**PAGE TEXT**
The NYTimes’ Daniel Slotnik wrote a great obituary about a bewildered-looking man in a rumpled suit who won millions of dollars playing roulette. The man claimed to have used a computer program to create a winning system. He lied. What he did was observe very, very carefully over a long period of time and detect patterns that were invisible to others. He knew that while all roulette wheels looked the same, each was minutely different. The slight variations occurred during manufacture, assembly, and installation went unnoticed by most – but not by Richard Jarecki.
Jarecki was a medical doctor with an unnaturally keen eye for detail.
Like every other player, he knew that the odds were with the casinos. As there were 37 possible numbers and the payout was 35:1, the edge would go to every casino with perfectly manufactured and perfectly balanced wheels. But the wheels were not perfecty manufactured or balanced, and the imperfections were there to be discovered by a very patient and very observing person. Once Jarecki learned the idiosyncracies of a particular wheel, the odds were in his favor and he would win big.
Casinos notice when people win more than they should, and take steps to counter them.

**DATA PROVIDED**
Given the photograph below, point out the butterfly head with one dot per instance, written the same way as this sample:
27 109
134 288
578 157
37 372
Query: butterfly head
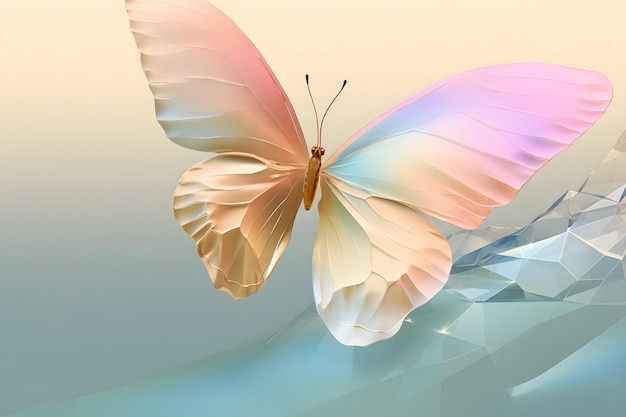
317 152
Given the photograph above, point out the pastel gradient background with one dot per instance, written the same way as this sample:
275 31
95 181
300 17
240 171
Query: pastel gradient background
98 284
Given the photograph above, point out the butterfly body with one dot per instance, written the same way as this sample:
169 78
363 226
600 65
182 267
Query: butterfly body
313 176
454 151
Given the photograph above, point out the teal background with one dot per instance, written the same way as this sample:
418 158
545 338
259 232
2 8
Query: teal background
99 287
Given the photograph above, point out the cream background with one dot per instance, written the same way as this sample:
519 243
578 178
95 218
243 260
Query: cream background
98 286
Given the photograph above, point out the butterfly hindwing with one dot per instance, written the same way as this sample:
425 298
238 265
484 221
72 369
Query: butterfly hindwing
240 209
375 260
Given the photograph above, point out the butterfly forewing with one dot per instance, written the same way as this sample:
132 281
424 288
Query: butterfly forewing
213 90
240 210
375 260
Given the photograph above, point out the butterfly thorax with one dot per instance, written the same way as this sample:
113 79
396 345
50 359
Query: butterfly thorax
312 176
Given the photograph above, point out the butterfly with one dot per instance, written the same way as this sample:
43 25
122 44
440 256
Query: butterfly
454 151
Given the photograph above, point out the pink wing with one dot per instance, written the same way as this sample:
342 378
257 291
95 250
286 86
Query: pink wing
240 210
466 145
455 151
213 90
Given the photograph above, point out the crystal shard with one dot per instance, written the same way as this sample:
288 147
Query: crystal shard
571 252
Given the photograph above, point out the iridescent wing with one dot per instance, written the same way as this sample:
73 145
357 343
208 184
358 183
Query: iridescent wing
214 92
455 151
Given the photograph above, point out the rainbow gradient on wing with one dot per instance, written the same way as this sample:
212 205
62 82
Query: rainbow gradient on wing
454 151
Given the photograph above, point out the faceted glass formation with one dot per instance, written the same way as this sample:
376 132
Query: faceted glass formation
573 252
532 322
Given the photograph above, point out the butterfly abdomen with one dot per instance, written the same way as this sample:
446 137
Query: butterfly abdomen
312 176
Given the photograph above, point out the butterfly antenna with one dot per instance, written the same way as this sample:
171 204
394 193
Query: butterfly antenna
317 122
331 103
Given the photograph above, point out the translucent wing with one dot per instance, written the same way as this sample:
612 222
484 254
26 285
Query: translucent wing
239 208
375 260
466 145
213 90
454 151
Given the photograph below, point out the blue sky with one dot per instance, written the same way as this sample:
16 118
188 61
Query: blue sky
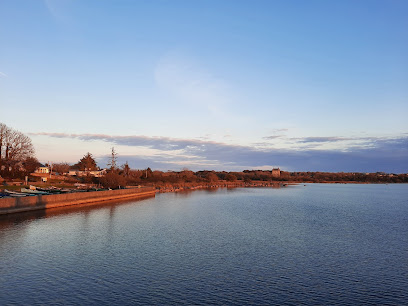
224 85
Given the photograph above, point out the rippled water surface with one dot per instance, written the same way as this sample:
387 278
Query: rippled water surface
314 244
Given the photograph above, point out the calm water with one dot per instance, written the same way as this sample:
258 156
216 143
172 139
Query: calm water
314 244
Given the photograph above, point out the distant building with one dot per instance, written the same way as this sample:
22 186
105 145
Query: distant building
95 173
42 169
275 172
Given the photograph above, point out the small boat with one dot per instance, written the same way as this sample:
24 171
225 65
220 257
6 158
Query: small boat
15 194
35 192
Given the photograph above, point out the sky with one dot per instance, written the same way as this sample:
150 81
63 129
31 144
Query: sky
209 85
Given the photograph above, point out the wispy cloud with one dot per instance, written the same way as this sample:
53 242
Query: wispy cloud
384 154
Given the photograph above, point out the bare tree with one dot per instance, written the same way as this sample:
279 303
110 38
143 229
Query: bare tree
61 168
113 161
15 147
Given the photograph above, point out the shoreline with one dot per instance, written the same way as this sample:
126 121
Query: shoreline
40 202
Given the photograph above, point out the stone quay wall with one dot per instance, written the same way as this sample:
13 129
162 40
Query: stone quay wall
29 203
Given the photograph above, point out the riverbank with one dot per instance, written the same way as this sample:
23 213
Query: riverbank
24 204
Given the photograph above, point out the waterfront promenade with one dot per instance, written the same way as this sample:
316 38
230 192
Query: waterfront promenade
15 205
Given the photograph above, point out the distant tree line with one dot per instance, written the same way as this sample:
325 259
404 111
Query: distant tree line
17 160
17 157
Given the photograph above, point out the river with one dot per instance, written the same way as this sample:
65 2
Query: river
306 244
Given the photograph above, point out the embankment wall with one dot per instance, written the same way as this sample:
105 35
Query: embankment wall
14 205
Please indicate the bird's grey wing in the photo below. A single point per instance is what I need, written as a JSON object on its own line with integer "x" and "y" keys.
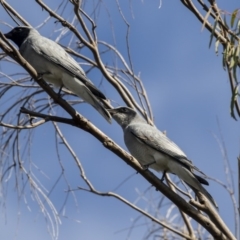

**PROBLEM STATEMENT**
In the text about the roulette player, rewrite the part that opens with the words containing "Jarecki was a" and closes with "would win big.", substituting "tables" for "wheels".

**SOLUTION FOR THIS TASK**
Jarecki was a medical doctor with an unnaturally keen eye for detail.
Like every other player, he knew that the odds were with the casinos. As there were 37 possible numbers and the payout was 35:1, the edge would go to every casino with perfectly manufactured and perfectly balanced tables. But the tables were not perfecty manufactured or balanced, and the imperfections were there to be discovered by a very patient and very observing person. Once Jarecki learned the idiosyncracies of a particular wheel, the odds were in his favor and he would win big.